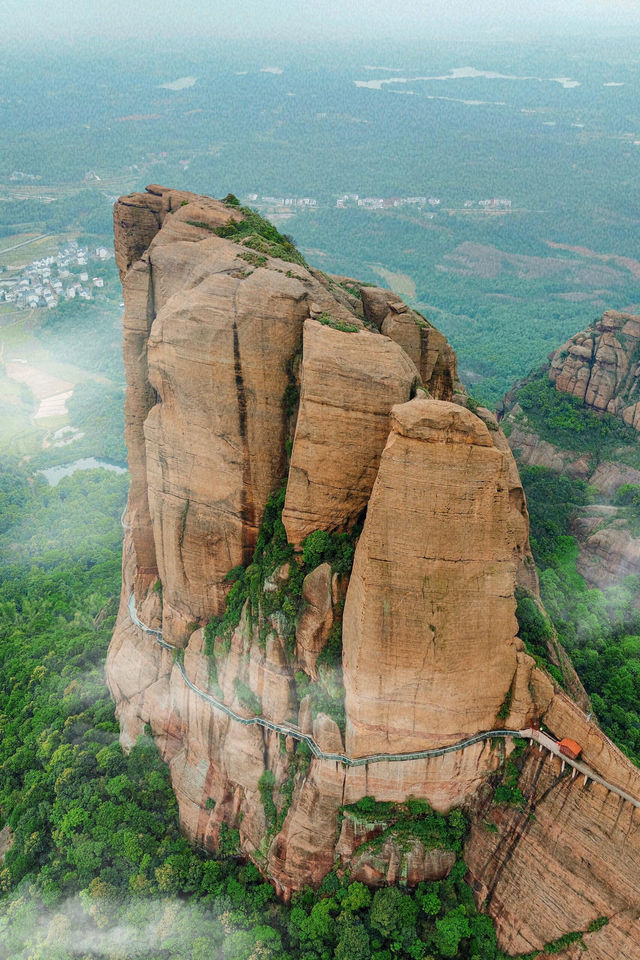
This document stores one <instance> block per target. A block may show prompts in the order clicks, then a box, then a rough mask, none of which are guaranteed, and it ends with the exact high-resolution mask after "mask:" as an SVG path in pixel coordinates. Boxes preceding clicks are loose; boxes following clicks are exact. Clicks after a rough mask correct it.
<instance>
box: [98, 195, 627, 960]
mask: <svg viewBox="0 0 640 960" xmlns="http://www.w3.org/2000/svg"><path fill="white" fill-rule="evenodd" d="M114 216H115V232H116V253H117V259H118V265H119V268H120V272H121V276H122V282H123V289H124V298H125V314H124V356H125V368H126V374H127V384H128V388H127V402H126V439H127V445H128V450H129V462H130V468H131V489H130V494H129V501H128V507H127V511H126V514H125V516H124V517H123V524H124V527H125V540H124V557H123V591H122V600H121V606H120V612H119V617H118V622H117V625H116V630H115V633H114V637H113V640H112V643H111V647H110V650H109V656H108V662H107V676H108V680H109V684H110V688H111V690H112V693H113V695H114V698H115V700H116V702H117V710H118V716H119V720H120V724H121V731H122V741H123V743H124V744H126V745H130V744H131V743H132V742H133V741H134V740H135V738H136V736H137V735H138V734H139V733H141V732H142V730H143V729H144V726H145V725H146V724H150V726H151V730H152V732H153V735H154V737H155V738H156V741H157V743H158V745H159V747H160V749H161V751H162V753H163V756H164V758H165V759H166V761H167V762H168V763H169V765H170V769H171V775H172V781H173V786H174V789H175V792H176V796H177V798H178V802H179V805H180V815H181V821H182V824H183V827H184V829H185V831H186V832H187V834H188V835H189V836H190V837H191V838H192V839H193V840H194V841H196V842H198V843H200V844H203V845H204V846H205V847H209V848H215V846H216V844H217V843H218V841H219V838H220V837H221V835H222V833H223V831H224V830H226V829H227V828H228V827H229V826H231V827H235V828H238V829H239V833H240V840H241V844H242V848H243V850H244V852H245V853H246V855H247V856H249V857H251V859H252V860H253V861H254V862H255V863H256V864H258V866H259V867H260V869H261V870H262V871H263V872H264V873H265V874H266V875H267V876H269V877H270V878H271V879H272V881H273V882H274V884H275V885H276V887H277V889H278V890H279V892H280V893H281V894H282V895H283V896H285V897H288V896H290V895H291V894H292V893H293V892H294V891H296V890H299V889H300V888H302V887H304V886H305V885H307V884H311V885H314V886H317V885H318V884H319V883H320V881H321V880H322V878H323V877H324V876H325V874H326V873H327V872H328V871H329V870H330V869H331V868H332V867H333V866H334V865H337V866H338V867H339V868H340V869H347V868H350V869H351V871H352V877H354V878H359V879H362V880H365V881H366V882H368V883H371V884H383V883H385V882H393V881H396V880H400V881H401V882H405V883H417V882H419V881H420V880H422V879H437V878H440V877H444V876H446V875H447V873H448V871H449V870H450V869H451V866H452V862H453V860H454V859H455V857H453V858H451V857H450V856H448V851H447V850H446V849H443V848H442V844H441V843H440V841H438V840H437V839H436V840H435V841H434V839H433V838H425V836H424V835H421V834H420V831H419V829H417V828H416V830H415V831H414V832H413V833H412V832H411V828H410V826H409V827H408V826H407V823H406V822H404V823H403V826H402V830H400V829H399V828H398V829H395V828H394V826H393V817H392V816H391V813H390V811H391V810H392V809H393V805H394V804H400V803H403V802H404V801H406V800H407V798H410V797H413V798H415V800H416V801H428V802H429V803H430V804H431V805H432V806H433V807H434V808H435V809H436V810H438V811H443V812H447V811H449V810H451V809H452V808H454V807H458V806H464V807H465V809H466V810H467V811H468V813H469V814H470V815H471V816H472V817H473V819H474V826H473V828H472V832H471V836H470V838H469V840H468V843H467V848H466V851H465V856H466V861H467V864H468V866H469V880H470V882H471V883H472V884H473V888H474V891H475V895H476V898H477V901H478V903H479V904H480V905H484V906H485V907H486V909H488V910H489V912H490V913H491V915H492V917H493V918H494V920H495V921H496V927H497V929H498V932H499V938H500V942H501V946H502V947H503V949H505V950H508V951H510V952H511V953H514V954H515V953H522V952H525V951H530V950H533V949H542V948H543V947H544V946H545V945H546V944H547V943H549V942H550V941H553V940H558V939H559V938H562V937H563V936H564V935H565V934H568V933H570V932H572V931H576V930H578V931H585V930H587V929H588V928H589V925H590V924H591V925H592V928H591V932H589V933H588V934H586V936H585V944H586V945H587V954H586V955H587V956H588V957H591V958H596V960H606V958H609V960H611V958H613V957H622V956H625V957H627V958H629V960H634V958H640V947H639V946H638V944H639V943H640V923H639V922H638V920H637V911H638V907H639V904H638V893H637V891H638V889H640V857H639V856H638V847H639V844H640V836H639V835H638V832H637V827H636V825H635V822H634V814H635V807H631V806H628V807H627V806H625V805H624V804H623V803H621V801H620V798H619V797H616V796H615V795H610V794H608V793H607V791H606V790H605V789H604V788H603V787H601V786H600V785H597V784H592V785H591V787H590V788H589V789H581V788H580V784H579V782H578V781H577V780H572V779H571V777H570V776H569V775H568V774H569V771H568V770H567V771H566V772H567V776H565V775H564V774H563V771H561V770H560V766H559V761H558V763H557V765H556V766H554V765H553V763H552V762H551V761H549V760H547V759H546V758H545V755H544V754H540V753H539V752H538V751H537V749H536V748H532V749H526V750H525V751H524V752H523V753H522V754H521V756H520V757H519V760H518V766H516V765H515V763H512V764H511V766H510V767H508V770H509V771H510V773H509V774H508V775H507V774H506V772H505V771H506V770H507V767H505V753H506V754H508V753H509V752H510V751H511V749H512V741H511V740H510V739H508V738H507V739H503V738H500V737H499V736H498V735H497V734H496V735H495V736H494V737H493V738H491V737H489V738H488V739H483V740H479V741H478V742H474V743H473V744H472V745H469V746H468V747H466V748H465V749H463V750H458V751H455V752H452V753H443V754H442V755H438V756H429V757H422V758H412V759H407V760H404V761H397V762H391V761H389V760H386V759H384V756H386V755H389V754H407V753H411V754H413V753H417V752H421V751H422V752H423V751H428V750H433V749H436V748H442V747H446V746H448V745H454V744H456V743H458V742H460V741H462V740H466V739H469V738H474V737H475V735H477V734H480V733H482V734H484V733H487V732H489V733H491V732H492V731H498V730H505V729H506V730H520V729H522V728H524V727H527V726H528V725H531V724H537V723H544V724H545V725H546V727H547V728H548V729H549V730H550V731H551V732H552V733H553V734H554V735H555V736H556V737H557V738H559V739H560V738H562V737H564V736H567V737H573V738H575V739H577V740H578V742H579V743H580V744H581V745H582V747H583V751H584V754H583V755H584V759H585V761H586V762H587V763H588V764H589V765H590V766H591V768H592V769H593V770H595V771H597V772H598V773H599V774H600V775H601V776H602V777H603V778H604V779H606V780H608V781H609V782H611V783H615V784H619V785H620V786H621V787H622V788H623V789H625V790H627V791H628V792H630V793H633V794H634V795H637V796H639V797H640V771H638V770H637V769H636V768H635V767H633V765H631V764H630V763H629V762H628V761H627V760H626V759H625V758H624V757H623V755H622V754H621V753H620V751H619V750H618V749H617V748H616V747H615V746H614V745H613V744H612V743H611V742H610V741H609V740H607V738H606V737H605V736H604V734H602V732H601V731H600V730H599V729H598V728H597V727H596V726H595V724H594V723H593V722H591V721H590V720H589V718H588V717H587V716H586V714H585V712H584V711H583V710H582V709H581V708H580V707H579V706H578V705H576V703H574V702H573V701H572V700H571V699H569V697H568V696H566V695H565V694H564V693H562V692H561V691H560V690H559V688H558V687H557V686H556V685H555V684H554V682H553V681H552V679H551V678H550V676H549V675H548V674H547V673H546V672H545V670H544V669H542V668H541V667H540V666H538V665H537V664H536V662H535V661H534V659H533V657H532V656H530V655H529V653H527V651H526V649H525V645H524V643H523V641H522V640H521V639H520V638H519V637H518V622H517V620H516V616H515V612H516V587H517V586H519V587H520V589H521V590H523V591H524V592H525V593H526V594H527V596H528V598H530V602H531V603H532V604H533V606H534V608H535V609H537V610H538V614H537V616H538V619H539V620H543V619H544V617H543V612H542V611H540V610H539V607H536V604H539V599H538V595H537V579H536V573H535V568H534V565H533V561H532V557H531V552H530V548H529V540H528V514H527V508H526V503H525V497H524V494H523V490H522V486H521V483H520V479H519V476H518V472H517V469H516V465H515V462H514V458H513V455H512V453H511V450H510V449H509V445H508V443H507V441H506V439H505V437H504V435H503V433H502V432H501V430H500V429H499V427H498V424H497V422H496V420H495V418H494V417H493V415H492V414H490V413H489V412H488V411H486V410H483V409H477V408H476V407H475V405H474V404H473V403H472V402H470V401H469V400H468V398H467V397H466V395H465V392H464V390H463V389H462V387H461V386H460V384H459V382H458V379H457V374H456V359H455V355H454V353H453V351H452V349H451V347H450V346H449V344H448V343H447V341H446V339H445V338H444V336H443V335H442V334H441V333H439V331H437V330H436V329H435V328H434V327H433V326H432V325H431V324H430V323H429V321H428V320H426V319H425V318H424V317H422V316H420V315H419V314H417V313H415V312H413V311H412V310H410V309H409V308H408V307H407V306H406V305H405V304H404V303H403V302H402V301H401V300H400V299H399V298H398V297H397V296H395V295H394V294H392V293H391V292H390V291H387V290H381V289H378V288H374V287H370V286H363V285H361V284H359V283H357V282H356V281H354V280H352V279H350V278H344V277H330V276H327V275H325V274H322V273H320V272H318V271H316V270H314V269H312V268H311V267H309V266H308V265H307V264H306V263H305V262H304V260H303V259H302V257H301V256H300V254H299V253H298V252H297V250H296V249H295V247H293V246H292V244H291V243H290V242H289V240H288V239H287V238H286V237H283V236H281V235H280V234H279V233H278V232H277V231H276V230H275V229H274V228H273V227H272V226H271V225H270V224H268V223H266V222H265V221H263V220H261V219H260V218H259V217H257V215H255V214H253V213H251V212H250V211H246V210H244V209H240V208H238V206H237V201H235V199H234V198H231V197H229V198H227V202H221V201H217V200H212V199H210V198H207V197H199V196H195V195H193V194H189V193H184V192H180V191H173V190H169V189H165V188H162V187H156V186H152V187H149V188H147V192H146V193H145V194H133V195H131V196H129V197H123V198H121V200H120V201H119V202H118V203H117V204H116V207H115V213H114ZM160 639H161V640H162V643H160V642H159V641H160ZM172 648H173V649H172ZM185 678H187V679H188V681H189V684H190V686H189V685H187V683H185ZM199 691H200V692H199ZM202 691H205V692H206V693H205V696H206V695H208V696H210V698H213V701H214V703H212V702H211V700H210V701H209V702H207V701H206V699H204V698H203V696H202ZM215 703H217V704H223V706H224V708H225V709H224V710H222V709H220V707H219V706H215ZM256 717H258V718H260V719H261V723H262V725H256V724H255V723H251V722H244V721H251V720H252V719H255V718H256ZM269 725H271V729H268V726H269ZM274 727H277V728H279V729H280V731H282V730H283V729H285V730H286V729H288V730H289V731H291V735H286V734H285V735H283V734H282V733H281V732H278V730H277V729H273V728H274ZM293 733H295V736H294V735H293ZM300 736H306V737H307V738H311V739H310V740H309V741H308V742H313V744H315V745H316V747H317V748H318V750H319V752H320V755H317V753H316V754H314V755H313V756H312V755H311V754H310V752H309V749H308V748H307V745H306V744H305V742H301V740H300ZM326 754H332V755H340V756H344V757H345V758H346V759H347V760H349V761H353V760H358V759H359V758H364V757H371V759H370V760H369V761H368V762H367V763H363V764H361V765H351V763H345V762H341V761H340V760H339V759H336V758H335V757H334V756H332V757H327V756H325V755H326ZM376 755H382V757H376ZM514 777H515V782H513V781H514ZM499 783H501V784H502V794H496V795H495V798H494V790H495V788H496V786H497V784H499ZM520 789H521V790H522V794H519V790H520ZM367 797H374V798H375V800H376V801H379V802H383V803H386V805H387V806H386V807H384V810H385V811H386V814H381V813H380V810H379V808H378V807H377V806H376V804H375V803H373V801H368V805H365V808H364V812H362V811H361V814H360V817H359V818H358V817H354V816H352V815H350V814H349V807H350V805H353V804H354V803H356V802H358V801H363V802H364V799H363V798H367ZM345 807H346V809H345ZM367 810H368V811H369V814H368V816H367V813H366V811H367ZM376 811H377V813H376V816H377V819H376V816H374V812H376ZM385 816H386V818H387V822H385ZM389 821H390V822H389ZM376 838H377V839H379V843H376ZM602 917H606V918H608V919H609V921H610V922H609V924H608V926H606V927H602V926H601V924H600V925H599V919H600V918H602ZM572 949H573V948H571V947H570V946H568V947H567V949H566V950H565V951H564V953H561V954H559V955H560V956H564V957H574V956H576V954H574V953H572V952H571V950H572Z"/></svg>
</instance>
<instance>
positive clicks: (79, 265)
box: [0, 240, 113, 310]
mask: <svg viewBox="0 0 640 960" xmlns="http://www.w3.org/2000/svg"><path fill="white" fill-rule="evenodd" d="M111 257H113V252H112V251H111V250H109V249H108V248H107V247H102V246H101V247H96V248H95V249H91V250H89V248H87V247H81V246H79V245H78V243H76V241H75V240H72V241H71V242H70V243H69V244H68V245H67V246H66V247H65V248H64V249H63V250H60V251H59V252H58V253H57V254H55V255H53V256H49V257H42V259H41V260H34V261H33V262H32V263H30V264H29V265H28V266H27V267H24V268H23V270H22V271H21V273H20V274H19V275H11V276H8V277H6V278H5V277H4V276H3V275H2V274H0V303H11V304H13V305H14V306H16V307H18V308H23V309H27V308H29V309H31V308H35V307H48V308H49V309H50V310H52V309H53V308H54V307H56V306H57V305H58V303H60V302H61V301H65V300H75V299H76V297H77V298H78V299H80V300H92V299H93V296H94V292H95V291H96V290H99V289H100V288H101V287H104V277H102V276H100V275H99V271H98V275H97V276H92V274H93V273H94V269H91V267H93V264H95V263H96V262H98V263H104V261H105V260H109V259H110V258H111ZM85 268H86V269H85Z"/></svg>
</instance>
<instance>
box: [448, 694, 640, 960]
mask: <svg viewBox="0 0 640 960" xmlns="http://www.w3.org/2000/svg"><path fill="white" fill-rule="evenodd" d="M544 722H545V723H546V724H548V726H549V727H550V729H551V730H553V732H554V734H555V735H556V736H557V737H559V738H560V737H563V736H569V735H570V736H577V738H578V740H579V741H580V743H582V744H583V745H584V749H585V753H584V756H585V761H586V762H587V763H589V764H590V765H593V766H594V767H596V768H597V769H598V772H599V773H600V774H601V775H602V776H603V777H604V778H605V779H608V780H609V781H610V782H615V783H616V784H617V785H619V786H620V787H621V788H622V789H625V790H627V791H629V792H631V793H632V794H634V795H635V796H638V795H639V791H640V771H638V770H637V769H636V768H635V767H633V766H632V765H631V764H628V763H626V762H625V761H624V759H623V758H622V755H621V754H620V752H619V751H618V750H617V749H616V748H615V747H613V745H612V744H611V742H610V741H609V740H608V739H607V738H606V737H605V736H604V735H603V734H602V733H601V732H600V731H599V730H597V728H595V727H594V726H593V725H592V724H590V723H589V722H588V721H587V720H586V718H585V716H584V714H583V713H582V712H581V711H579V710H578V708H577V707H576V706H575V705H574V704H572V703H571V702H570V701H569V700H568V699H567V698H565V697H563V696H556V697H555V698H554V699H553V701H552V704H551V706H550V709H549V710H548V711H547V713H546V714H545V716H544ZM569 731H572V732H571V734H569ZM520 786H521V789H522V790H523V793H524V795H525V798H526V805H525V807H524V808H521V809H520V808H516V807H501V808H498V809H496V810H494V811H493V812H492V813H491V815H490V821H491V822H493V823H494V824H495V825H496V826H497V828H498V830H497V833H493V832H489V831H488V830H487V829H486V826H485V824H484V823H483V822H482V819H481V818H479V819H478V820H477V821H476V824H475V825H474V827H473V830H472V835H471V840H470V842H469V844H468V845H467V848H466V860H467V863H468V864H469V869H470V874H471V878H472V882H473V885H474V888H475V890H476V894H477V899H478V901H479V902H481V903H483V904H484V905H485V907H486V908H487V909H488V910H489V912H490V913H491V914H492V916H494V918H495V920H496V926H497V929H498V932H499V937H500V941H501V943H502V945H503V949H506V950H507V952H508V953H526V952H528V951H530V950H533V949H541V948H542V947H543V946H544V945H545V944H546V943H548V942H549V941H550V940H555V939H558V938H560V937H562V936H564V934H566V933H569V932H573V931H576V930H586V929H587V927H588V925H589V924H590V923H591V922H593V921H594V920H597V919H598V918H599V917H602V916H607V917H610V916H612V915H616V916H617V915H618V914H622V915H623V916H624V915H626V916H627V919H628V920H631V921H632V922H631V923H628V922H625V923H624V924H623V925H622V927H621V928H618V929H617V930H616V933H615V936H613V939H609V938H608V937H607V936H606V934H604V935H601V936H594V937H593V938H592V937H587V938H585V942H586V943H587V945H588V950H587V952H586V953H582V952H581V956H586V957H588V958H591V957H594V958H598V960H599V958H604V957H610V956H611V957H613V956H618V957H620V958H622V957H625V958H626V957H628V958H630V960H632V958H636V957H638V956H640V941H638V940H637V939H636V935H637V926H636V923H635V918H637V915H638V908H639V906H640V904H639V898H638V889H639V888H640V861H639V859H638V855H637V851H638V847H639V846H640V833H639V830H638V825H637V816H638V811H637V810H636V809H635V807H632V806H631V805H630V804H627V803H625V802H624V801H623V800H621V799H620V798H619V797H617V796H616V795H615V794H610V793H608V792H607V791H606V789H605V788H603V787H602V786H600V785H599V784H597V783H591V784H590V785H589V786H587V787H585V786H584V781H583V778H582V777H577V778H575V779H572V777H571V775H570V771H568V770H567V771H566V772H565V774H563V773H562V771H561V763H560V760H559V759H551V758H549V757H548V755H546V753H544V752H543V753H539V752H538V750H537V748H533V749H531V750H530V752H529V753H528V755H527V759H526V762H525V766H524V770H523V775H522V777H521V779H520ZM534 891H535V893H533V892H534ZM523 900H526V903H527V908H526V910H524V911H523V909H522V903H523ZM616 926H617V925H616ZM612 943H616V944H617V945H618V949H619V952H618V953H617V954H615V953H610V952H607V951H608V950H610V949H611V944H612ZM566 955H567V956H572V954H570V953H568V954H566Z"/></svg>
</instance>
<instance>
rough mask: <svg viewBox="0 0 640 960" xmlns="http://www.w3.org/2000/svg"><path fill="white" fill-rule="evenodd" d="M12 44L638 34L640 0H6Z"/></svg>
mask: <svg viewBox="0 0 640 960" xmlns="http://www.w3.org/2000/svg"><path fill="white" fill-rule="evenodd" d="M1 8H2V26H3V34H4V38H5V40H7V39H11V40H15V39H20V40H22V41H23V42H24V44H25V45H27V44H28V43H29V41H30V40H37V41H38V42H42V41H43V40H45V41H48V42H49V43H55V42H60V41H68V40H71V41H79V40H83V39H91V38H95V37H100V38H103V39H108V38H109V37H111V38H113V41H114V42H115V43H117V41H118V39H119V38H120V39H125V40H126V38H127V35H129V36H131V33H132V32H133V33H134V34H135V33H137V32H139V31H145V32H147V35H149V34H152V35H155V36H158V37H162V38H164V39H166V40H171V39H172V38H173V37H177V36H180V35H187V36H197V37H201V38H205V37H207V36H210V37H212V38H214V37H217V38H224V37H245V38H247V39H250V38H253V37H260V36H262V37H266V38H276V37H277V38H280V39H286V38H290V39H291V40H292V41H296V40H303V41H309V40H311V41H313V40H324V39H335V38H337V37H343V38H345V39H349V40H357V39H358V38H360V37H362V38H364V37H366V38H371V37H372V36H375V37H379V38H380V39H381V40H382V39H384V38H385V37H387V38H391V37H393V39H394V40H395V39H406V40H407V41H409V40H412V39H417V38H422V37H424V38H429V37H447V38H460V39H474V38H495V39H503V38H509V37H524V36H528V37H532V38H535V37H536V36H541V37H544V36H548V35H549V34H555V35H560V36H562V35H566V36H570V35H575V34H584V35H590V36H594V35H595V36H598V35H608V34H611V33H618V34H626V35H629V34H636V35H640V0H528V2H526V0H520V2H518V0H183V2H179V0H173V2H168V0H2V4H1Z"/></svg>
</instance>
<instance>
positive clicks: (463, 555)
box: [343, 399, 535, 756]
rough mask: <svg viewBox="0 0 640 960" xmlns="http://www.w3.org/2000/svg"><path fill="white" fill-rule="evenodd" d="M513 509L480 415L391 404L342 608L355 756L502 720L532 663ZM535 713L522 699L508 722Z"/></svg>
mask: <svg viewBox="0 0 640 960" xmlns="http://www.w3.org/2000/svg"><path fill="white" fill-rule="evenodd" d="M511 510H512V505H511V502H510V499H509V483H508V461H507V457H506V456H505V454H503V453H502V452H501V451H499V450H497V449H496V447H495V446H494V444H493V442H492V438H491V433H490V432H489V430H488V429H487V427H486V425H485V424H484V423H483V422H482V421H481V420H480V419H479V418H478V417H476V416H475V415H474V414H472V413H471V412H470V411H468V410H466V409H464V408H463V407H460V406H456V405H455V404H450V403H446V402H442V401H436V400H427V399H423V400H420V399H415V400H412V401H410V402H409V403H406V404H403V405H400V406H396V407H394V408H393V411H392V422H391V432H390V435H389V440H388V441H387V445H386V447H385V450H384V453H383V455H382V461H381V464H380V469H379V472H378V476H377V479H376V483H375V486H374V488H373V492H372V494H371V499H370V501H369V507H368V511H367V518H366V521H365V525H364V530H363V533H362V536H361V538H360V541H359V543H358V548H357V551H356V558H355V563H354V567H353V573H352V576H351V582H350V585H349V593H348V595H347V603H346V607H345V617H344V657H343V665H344V671H345V673H344V682H345V688H346V692H347V699H346V702H347V713H348V718H349V724H348V727H347V749H348V751H349V752H350V753H351V754H353V755H355V756H361V755H365V754H368V753H374V752H376V750H377V751H382V750H384V751H386V752H409V751H412V750H419V749H424V744H425V742H426V744H427V745H428V746H436V745H439V744H446V743H451V742H456V741H458V740H462V739H464V738H465V737H466V736H469V735H471V734H473V733H475V732H477V731H478V730H487V729H490V728H491V727H492V726H494V725H495V723H496V720H497V715H498V712H499V710H500V707H501V705H502V704H503V703H504V701H505V698H506V697H507V694H508V693H509V691H510V690H512V689H516V688H517V687H518V678H517V671H518V670H519V669H524V670H526V669H527V663H528V669H529V671H530V669H531V665H530V661H529V660H528V658H527V657H524V656H522V657H521V658H520V660H519V657H518V654H519V651H520V653H521V652H522V649H523V647H522V644H518V643H517V642H516V639H515V637H516V633H517V623H516V620H515V605H514V599H513V596H514V584H515V578H516V553H517V550H518V548H519V546H521V544H518V543H517V542H516V541H515V538H514V530H513V526H512V524H511ZM480 671H481V672H482V676H483V684H482V687H481V688H480V689H479V688H478V687H477V686H476V683H475V679H476V678H477V676H478V674H479V672H480ZM463 691H468V694H469V695H468V697H465V696H464V695H463ZM534 713H535V706H534V705H533V703H532V702H531V700H530V699H529V698H525V700H524V701H523V702H515V703H512V714H513V716H512V717H511V718H510V720H511V722H514V723H520V724H521V725H522V726H524V725H526V723H525V721H526V719H527V716H528V715H529V716H531V715H532V714H534Z"/></svg>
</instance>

----------

▸ DIRECTIONS FOR THIS TASK
Set out the lines above as a numbered list, from the beginning through the line containing "box: [98, 195, 627, 960]", omitting blank lines and any pictures.

▸ PROBLEM SOLUTION
1. This document stores one <instance> block per target. A block may show prompts in the order clicks, then a box, then a rough mask, none of which are guaranteed, and it ends with the exact high-resolution mask after "mask:" as an SVG path in pixel coordinates. Boxes preceding clicks are loose; boxes following clicks are exact. Clicks after a rough mask correct it.
2. <instance>
3. box: [98, 195, 627, 960]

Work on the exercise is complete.